Council to invest thousands to boost South Burnett tourism
THE South Burnett Regional Council have invested $70,000 into the future of the region through a new partnership with Visit South Burnett.
The collaboration comes after councillors resolved to enter into a new partnership agreement on Wednesday at a council meeting.
The funding will see the implementation of a tourism development officer and a new destinational tourism campaign.
South Burnett Mayor Brett Otto said the partnership is a new beginning in the development of tourism in the region.
"Tourism is hugely important to the region, we can already see the number of people flowing through the region," Cr Otto said.
"Visit South Burnett understand the value of not just getting people to visit the region, but getting them to stay for a long period of time and spend money.
"Tourism has a very bright future in the region and I am looking forward to the South Burnett becoming know as the place to be."
The $70,000 will be invested over a period of six months and will also include an office space for Visit South Burnett.
Visit South Burnett president Jason Kinsella said the money will be put straight to good use.
"Visit South Burnett plays an important role in drawing people to the region and draws on so many strengths from our diverse range of operators throughout the region," Mr Kinsella said.
"This partnership creates a strong cohesive bond between local government and industry and with the strengths of both groups we are really excited about the opportunities in front of us.
"A portion of the money will go towards the procurement of a tourism development officer and the rest will go towards destinational marketing."
As the state begins to recover from the pandemic, tourism in the South Burnett is beginning to get back to normal with several South Burnett businesses welcoming a long weekend customer boom.
Kingaroy Information Centre volunteer Maurie Franklin said the centre is seeing an average of 60 visitors a day.
"We have been seeing a lot of Queenslanders than usual coming through our doors at this time of the year," Mr Franklin said.
"We reopened at the end of June and since have been gradually increasing in visitor numbers.

▸ RECORDS SUPPLIED:
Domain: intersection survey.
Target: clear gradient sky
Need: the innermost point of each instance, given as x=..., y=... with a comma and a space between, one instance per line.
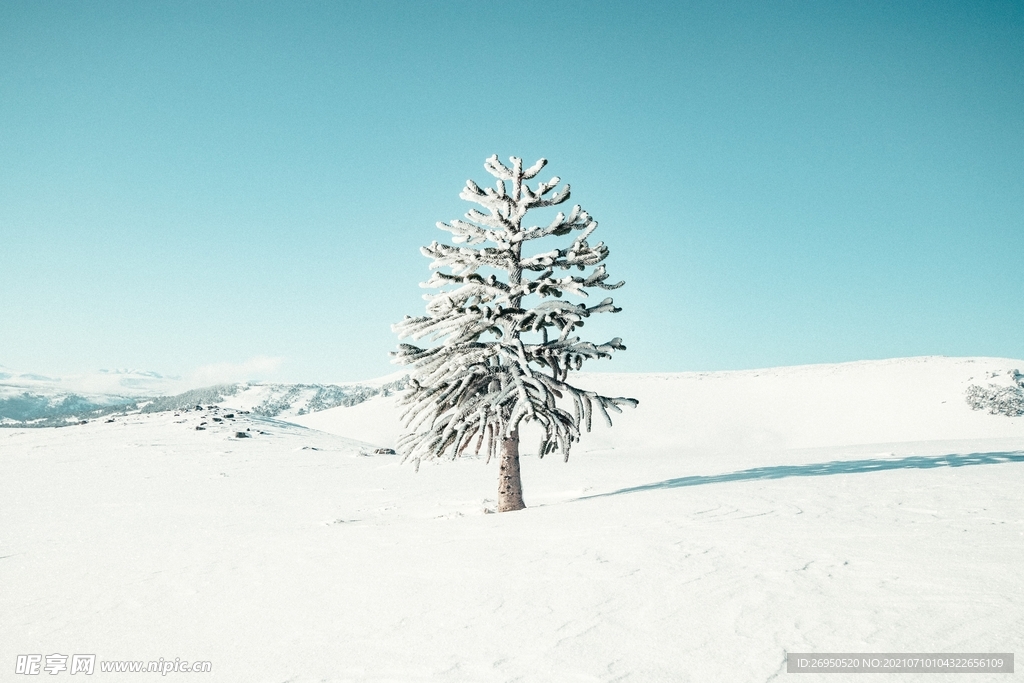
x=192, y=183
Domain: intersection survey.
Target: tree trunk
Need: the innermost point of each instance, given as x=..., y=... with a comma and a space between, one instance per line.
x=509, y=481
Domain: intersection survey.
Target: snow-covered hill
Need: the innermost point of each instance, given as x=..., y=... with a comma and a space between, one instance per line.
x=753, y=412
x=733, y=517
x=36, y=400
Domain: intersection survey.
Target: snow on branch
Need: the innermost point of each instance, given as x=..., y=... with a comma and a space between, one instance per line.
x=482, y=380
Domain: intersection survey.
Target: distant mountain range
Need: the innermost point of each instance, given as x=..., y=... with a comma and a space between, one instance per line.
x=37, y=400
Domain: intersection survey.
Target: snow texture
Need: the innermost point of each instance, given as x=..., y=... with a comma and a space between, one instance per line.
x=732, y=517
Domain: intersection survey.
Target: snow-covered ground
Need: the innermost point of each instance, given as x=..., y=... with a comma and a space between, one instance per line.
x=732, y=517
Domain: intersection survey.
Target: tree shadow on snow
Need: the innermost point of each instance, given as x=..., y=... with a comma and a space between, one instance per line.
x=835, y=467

▸ WHAT IS BEING ASKED:
List every person named in the South Burnett tourism article, with the role the article gives each one.

▸ WRITTEN REPLY:
- Brett Otto: South Burnett Mayor
- Jason Kinsella: Visit South Burnett president
- Maurie Franklin: Kingaroy Information Centre volunteer